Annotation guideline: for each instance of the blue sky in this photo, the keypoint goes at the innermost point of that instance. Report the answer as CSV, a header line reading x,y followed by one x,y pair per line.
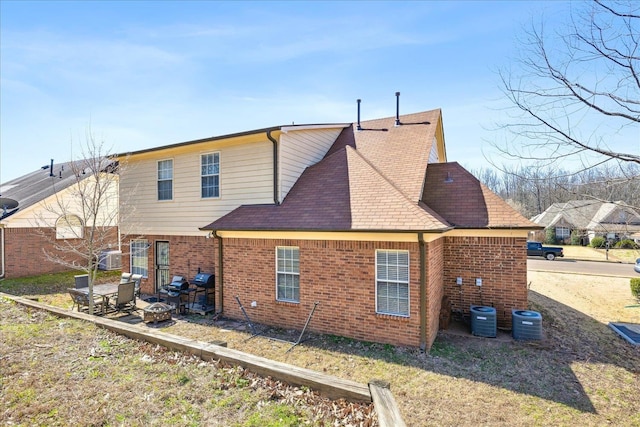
x,y
144,74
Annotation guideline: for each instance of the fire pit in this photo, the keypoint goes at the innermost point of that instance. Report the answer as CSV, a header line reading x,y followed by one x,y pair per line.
x,y
157,312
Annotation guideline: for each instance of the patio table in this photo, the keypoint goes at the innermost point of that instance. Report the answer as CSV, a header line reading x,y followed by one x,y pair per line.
x,y
106,291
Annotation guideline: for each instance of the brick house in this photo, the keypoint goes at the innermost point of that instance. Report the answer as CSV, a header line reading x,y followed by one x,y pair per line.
x,y
367,219
48,215
586,219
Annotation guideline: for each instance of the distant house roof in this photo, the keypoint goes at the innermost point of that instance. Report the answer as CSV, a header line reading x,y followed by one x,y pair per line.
x,y
36,186
590,215
377,179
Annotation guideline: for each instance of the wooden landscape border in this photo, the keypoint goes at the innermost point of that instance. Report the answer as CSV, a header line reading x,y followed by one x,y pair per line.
x,y
327,385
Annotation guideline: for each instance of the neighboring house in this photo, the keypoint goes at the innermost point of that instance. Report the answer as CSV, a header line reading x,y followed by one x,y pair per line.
x,y
47,215
588,219
368,220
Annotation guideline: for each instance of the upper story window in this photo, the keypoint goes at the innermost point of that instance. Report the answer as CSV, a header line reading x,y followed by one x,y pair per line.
x,y
165,180
210,175
392,282
563,233
69,227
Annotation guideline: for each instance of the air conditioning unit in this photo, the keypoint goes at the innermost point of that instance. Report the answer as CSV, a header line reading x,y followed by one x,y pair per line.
x,y
483,321
527,325
110,260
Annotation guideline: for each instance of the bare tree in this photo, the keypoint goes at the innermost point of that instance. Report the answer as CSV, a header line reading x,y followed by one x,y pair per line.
x,y
576,94
84,217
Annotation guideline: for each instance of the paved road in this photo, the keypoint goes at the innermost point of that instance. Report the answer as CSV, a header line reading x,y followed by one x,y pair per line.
x,y
582,267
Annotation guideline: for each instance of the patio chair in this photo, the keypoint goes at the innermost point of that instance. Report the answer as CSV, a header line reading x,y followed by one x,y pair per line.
x,y
137,279
126,299
82,281
81,302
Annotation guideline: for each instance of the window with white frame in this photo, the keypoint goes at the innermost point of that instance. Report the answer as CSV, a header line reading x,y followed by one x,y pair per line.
x,y
288,273
392,282
69,227
140,257
165,179
563,233
210,175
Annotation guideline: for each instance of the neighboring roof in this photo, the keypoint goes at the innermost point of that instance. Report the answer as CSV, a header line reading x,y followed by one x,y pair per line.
x,y
36,186
589,215
373,180
465,202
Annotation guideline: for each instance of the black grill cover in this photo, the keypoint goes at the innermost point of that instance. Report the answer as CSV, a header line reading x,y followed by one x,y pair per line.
x,y
178,283
204,280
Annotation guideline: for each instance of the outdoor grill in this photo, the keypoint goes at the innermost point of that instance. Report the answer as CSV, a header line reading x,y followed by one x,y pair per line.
x,y
178,284
203,299
204,280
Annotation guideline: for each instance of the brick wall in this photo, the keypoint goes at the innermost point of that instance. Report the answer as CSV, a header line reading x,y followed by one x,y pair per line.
x,y
24,252
435,290
338,274
187,254
501,263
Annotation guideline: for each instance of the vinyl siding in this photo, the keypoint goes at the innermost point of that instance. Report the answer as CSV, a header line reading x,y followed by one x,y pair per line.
x,y
299,150
246,177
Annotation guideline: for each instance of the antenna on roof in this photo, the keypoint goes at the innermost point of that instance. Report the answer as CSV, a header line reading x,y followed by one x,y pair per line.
x,y
398,109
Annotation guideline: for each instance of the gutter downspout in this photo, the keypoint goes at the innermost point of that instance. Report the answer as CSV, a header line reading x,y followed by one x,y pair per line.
x,y
2,249
423,293
220,271
275,168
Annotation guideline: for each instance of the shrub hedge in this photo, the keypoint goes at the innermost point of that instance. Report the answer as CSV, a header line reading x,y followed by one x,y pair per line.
x,y
626,244
635,288
598,242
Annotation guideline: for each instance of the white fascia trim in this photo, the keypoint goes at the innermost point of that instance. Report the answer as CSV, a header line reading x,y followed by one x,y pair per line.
x,y
286,129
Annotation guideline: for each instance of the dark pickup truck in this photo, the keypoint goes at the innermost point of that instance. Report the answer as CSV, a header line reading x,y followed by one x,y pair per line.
x,y
548,252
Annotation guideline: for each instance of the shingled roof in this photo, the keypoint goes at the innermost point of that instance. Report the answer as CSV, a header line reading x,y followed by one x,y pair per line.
x,y
465,202
36,186
373,180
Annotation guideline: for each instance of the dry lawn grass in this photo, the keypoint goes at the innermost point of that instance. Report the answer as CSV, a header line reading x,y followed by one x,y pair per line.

▸ **Brief**
Could you please return each line of the material exactly, dropping the pictures?

▸ **Result of this exercise**
Annotation guideline: for each instance of the blue sky in this photo, the keypoint goes at the innermost point of that instance. Report the answer as CSV, a header line reading x,y followed by one x,y pair per line.
x,y
144,74
Annotation guideline: for each instance of the fire pit in this photo, the keypoint goes at the innermost point of that instance. Report the answer as CSV, a header line reading x,y followed by one x,y pair per line.
x,y
157,312
Annotation guideline: for each instance of the patio table in this photo, the keypoint goes at the innermost point of that instance. Report the answer as CSV, a header line reading x,y followed by one x,y pair per line.
x,y
106,291
Annotation guideline: for each instance of the brick house in this photo, the keypoint goes at the innermost point of that instance. Report the answer as CSV, a header line reading x,y followed by one x,y pair per line.
x,y
367,219
48,215
586,219
Annotation guideline: for each instance of the distant house roof in this photo, the keypoint goes at the innermost point of that instance. Report the answer as CSV, a header line reading x,y followed by one x,y pair per line.
x,y
36,186
590,215
377,179
Annotation guideline: for each instance of the wooden landscape border in this photo, the keypoint goes at the innermost point of that instance. Report the answer as CSV, a header line reading x,y followed by one x,y pair per line.
x,y
327,385
Annotation guideline: for each instance of the neighboring house in this photo, the keypoint goes at the innermost point of that instance. Report the answer as CSV, a header line reading x,y followed by one x,y pair per line.
x,y
47,215
588,219
368,220
Annotation guideline: for each instance of the upper story window in this photo, the keypoint goes at the innermost point of that instance. Report the answer as CSV, a header line reading x,y followed by one x,y pair per line.
x,y
165,180
210,175
392,282
563,233
69,227
Annotation guideline: for each instance of the air conditioning unit in this photo, the keypoint goes at the innermost point of that instance. Report the answer as CSV, a header line reading x,y followed by one x,y pair per line.
x,y
483,321
527,325
110,260
Annotation guideline: for each instance of the bare tree in this photo, the keypoint goes at the innermost point of that instance. Report the answer as CSV, a header line reading x,y followed by one x,y pair per line.
x,y
576,94
84,217
Annotation guideline: for each instance of the paved road in this photo, the keypoint goes at the innermost point of that instance. Report the answer as CSV, a header line reading x,y followed by one x,y pair per line.
x,y
582,267
Annotation guideline: for each instance of the patio chair in this photo, the keypoint goes at the innermost point of that instance. Report the answer as CSV, a header line reading x,y followed by one x,y pair per line.
x,y
137,279
126,299
82,281
81,302
Annotation guideline: for each instance of the window with white frame in this photo, the keypoint goes at the innermost point of that instance. Report the answer as CSV, a header line reading x,y followed by one x,y pair per line.
x,y
288,273
392,282
69,227
140,257
165,179
563,233
210,175
Annotation guideline: for each instance of the neighboring roof in this photo, the keypoint goes at the innermost point of that instance. Report the answer as CSV, a header line reading x,y followed by one x,y pair per line.
x,y
36,186
589,215
373,180
465,202
Annotation guideline: for each instance of the black grill cover in this photo, the keypoint goes at the innermost point of that instance. Report the answer as CSV, a header line reading x,y followed by one x,y pair per line.
x,y
178,283
204,280
Annotation guideline: for each instance of the outdoor grill in this photo, the keypoint goes at the innermost point of that instance. Report the answer as CSV, a header line reading x,y followed by one x,y pair per line.
x,y
178,284
203,299
204,280
Annotation guideline: for each instance of the brick wall in this photo, the keypoint goes at the innermost point of that instance. Report the answer as CSV, a header line reading x,y followed by one x,y pair per line.
x,y
24,252
435,290
338,274
187,254
501,263
Annotation guideline: for each instance of the vinyl siding in this photo, the keypoint goes at the innermost point of that instance. Report the answer as CSV, a header line reading x,y followed by one x,y pair per line.
x,y
299,150
246,177
Annotation guideline: for each instance of the antenna on roof in this photo, the keypoint goes at the innermost point of that instance. Report the answer as CSV, a header line reading x,y followed by one x,y pair per line.
x,y
398,109
Annotation guideline: for each instance of the gutter downspout in this photo, the keypoint goes at the innermost point of that instance. Report the answer as CSV, a header line reading x,y followed by one x,y pair per line.
x,y
2,249
423,293
220,271
275,168
Annotation guideline: for each instance of the shrub hedge in this photo, the keypoint goes at the innermost point of that instance. Report the answer as CSV, a header line reading x,y followed by one x,y pair per line.
x,y
626,244
635,288
598,242
Annotation guideline: for each instance of the white fascia trim in this photo, the keypoint goes at the innermost point of that instance. Report the answer as CSV, a header line reading x,y followed by one x,y pair per line.
x,y
286,129
Annotation guideline: for each instance of the dark pickup truck in this photo, the keypoint goes at the innermost point of that instance. Report the answer as CSV, a header line reading x,y followed by one x,y pair per line.
x,y
548,252
Annotation guideline: for each instance of the shingled roof in this photo, the keypoint goes at the innermost point of that instance. Report the answer as CSV, a header line reading x,y followed by one x,y pair per line.
x,y
465,202
36,186
373,180
Annotation guideline: for each instance of the dry lawn grass in this photo, the keypoint goes at the innermost point of that instance. Report the answer as CSV, a header line reading x,y followed by one x,y pair per line.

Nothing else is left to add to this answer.